→ TEXT PASSAGE:
-- START --

CNC processing, also known as numerical control machining, refers to the use of CNC tools for manufacturing. Since CNC machining is controlled by a computer after programming, it has several advantages: stable processing quality, high precision, high repeatability, the ability to process complex shapes, and high efficiency. In actual processing, human factors and operational experience significantly impact the final quality. Let’s take a look at twelve valuable insights summarized by an experienced CNC machinist with ten years in the field.
How to Divide CNC Processing Operations?
The division of CNC machining operations can generally be done using the following methods:
1.Tool Concentration Division: This method divides operations based on the tools used. The same tool is used to complete all parts of the component that it can work on before moving to the second or third tool for other sections. This reduces tool change frequency, compresses idle time, and minimizes unnecessary positioning errors.
2.Division by Process Areas: For components with extensive CNC machining content, the machining sections can be divided based on structural characteristics, such as inner shapes, outer shapes, curved surfaces, or flat surfaces. Typically, flat and reference surfaces are processed first, followed by holes; simple geometric shapes are processed before complex ones; and areas with lower precision requirements are machined before those with higher precision demands.
3.Division by Rough and Finish Machining: For components prone to deformation during CNC processing, rough machining may lead to deformation requiring reshaping. Generally, rough and finish machining processes should be separated. In summary, when dividing processes, consider the part’s structure and manufacturability, the machine tool’s capabilities, the volume of CNC machining content, installation frequency, and the production organization of your unit. It’s recommended to determine whether to adopt a concentrated or dispersed process principle based on actual conditions, while ensuring it remains reasonable.

-- END --

→ ENTRIES PROVIDED:
-- START --

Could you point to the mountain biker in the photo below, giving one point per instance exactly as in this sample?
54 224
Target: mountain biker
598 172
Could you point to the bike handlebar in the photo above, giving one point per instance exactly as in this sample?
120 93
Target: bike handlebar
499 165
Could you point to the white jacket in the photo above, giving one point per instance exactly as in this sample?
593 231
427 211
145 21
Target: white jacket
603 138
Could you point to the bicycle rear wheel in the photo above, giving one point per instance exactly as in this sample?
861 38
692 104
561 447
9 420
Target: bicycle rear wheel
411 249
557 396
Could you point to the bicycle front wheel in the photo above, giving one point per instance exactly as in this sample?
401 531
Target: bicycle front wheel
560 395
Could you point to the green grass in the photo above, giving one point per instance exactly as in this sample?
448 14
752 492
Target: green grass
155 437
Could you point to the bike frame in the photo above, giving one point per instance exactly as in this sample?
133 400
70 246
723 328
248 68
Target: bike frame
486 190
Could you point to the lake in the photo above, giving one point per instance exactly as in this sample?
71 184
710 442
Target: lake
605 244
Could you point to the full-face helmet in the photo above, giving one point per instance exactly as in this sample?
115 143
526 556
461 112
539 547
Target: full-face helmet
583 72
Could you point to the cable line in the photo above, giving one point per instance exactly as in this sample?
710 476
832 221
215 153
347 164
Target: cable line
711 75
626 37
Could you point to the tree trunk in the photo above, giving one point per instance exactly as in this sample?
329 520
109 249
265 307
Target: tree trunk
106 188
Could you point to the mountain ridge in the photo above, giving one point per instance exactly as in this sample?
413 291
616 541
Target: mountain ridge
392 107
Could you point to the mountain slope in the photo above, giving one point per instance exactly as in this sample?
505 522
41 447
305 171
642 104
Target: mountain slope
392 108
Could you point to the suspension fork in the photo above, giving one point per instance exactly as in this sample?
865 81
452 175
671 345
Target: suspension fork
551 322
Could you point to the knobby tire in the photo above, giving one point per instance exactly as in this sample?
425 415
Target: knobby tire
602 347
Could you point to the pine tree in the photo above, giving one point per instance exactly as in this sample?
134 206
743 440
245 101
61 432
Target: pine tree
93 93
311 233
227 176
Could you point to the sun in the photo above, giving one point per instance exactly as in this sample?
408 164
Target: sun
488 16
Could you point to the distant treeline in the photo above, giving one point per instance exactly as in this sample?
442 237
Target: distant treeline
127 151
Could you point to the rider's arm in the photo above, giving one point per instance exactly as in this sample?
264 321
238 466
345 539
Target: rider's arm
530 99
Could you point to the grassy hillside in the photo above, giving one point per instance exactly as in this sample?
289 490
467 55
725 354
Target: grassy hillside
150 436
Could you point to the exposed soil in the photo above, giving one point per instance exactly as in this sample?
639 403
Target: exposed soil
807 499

-- END --

→ WRITTEN PROBLEM:
Return the stretch of the CNC processing text from "3.Division by Rough" through "it remains reasonable.", copied word for word.

→ REPLY TO THE EXERCISE:
3.Division by Rough and Finish Machining: For components prone to deformation during CNC processing, rough machining may lead to deformation requiring reshaping. Generally, rough and finish machining processes should be separated. In summary, when dividing processes, consider the part’s structure and manufacturability, the machine tool’s capabilities, the volume of CNC machining content, installation frequency, and the production organization of your unit. It’s recommended to determine whether to adopt a concentrated or dispersed process principle based on actual conditions, while ensuring it remains reasonable.